• [Consignas]:
(A) En el relato sobre los mendigos de las aldeas norteñas, ¿qué le entregaba la madre al mendigo en la mano?
(B) Explica por qué el relato sobre los mendigos de las aldeas norteñas les dedica un recuerdo propio a estos personajes.

• [Página]:
# # # #

Sonaban dos golpes en la puerta, y un
niño corría presto a la llamada..., el niño se frenaba en seco, y
regresaba entre asustado y sorprendido, gritando a los presentes:
"¡¡Eeeeeh un pooobri...!!" La madre buscaba en la
alacena algún trozo de pan, y caminaba hacia la puerta con paso vivo
y actitud resuelta, a depositar el pan, acompañado de una moneda de
dos reales, sobre la mano temblorosa del mendigo, que respondía con
voz ronca y gesto de ternura: “Dios se lo pague”.
Los personajes protagonistas de este
texto, ya hicieron acto de presencia en relatos anteriores, de manera
fugaz y como actores secundarios, pero merecen un recuerdo especial y
detallado. Eran ellos, sí, aquellos que la gente de las aldeas
norteñas llamaban "loh póbrih", y algunos más castizos
en el habla, lo dejaban directamente en "loh próbih..."

# # # #

• [Material proporcionado]:
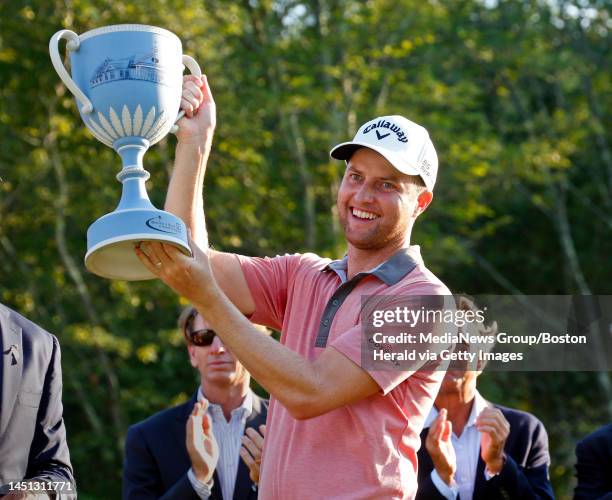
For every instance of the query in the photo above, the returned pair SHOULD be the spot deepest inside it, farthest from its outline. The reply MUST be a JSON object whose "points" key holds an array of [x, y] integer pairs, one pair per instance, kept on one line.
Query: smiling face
{"points": [[215, 363], [377, 204]]}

# # # #

• [Ejercicio resuelto]:
(A) Un trozo de pan acompañado de una moneda de dos reales.

(B) Estos personajes ya habían aparecido en relatos anteriores, pero solo de manera fugaz y como actores secundarios. Por eso merecen ahora un recuerdo especial y detallado.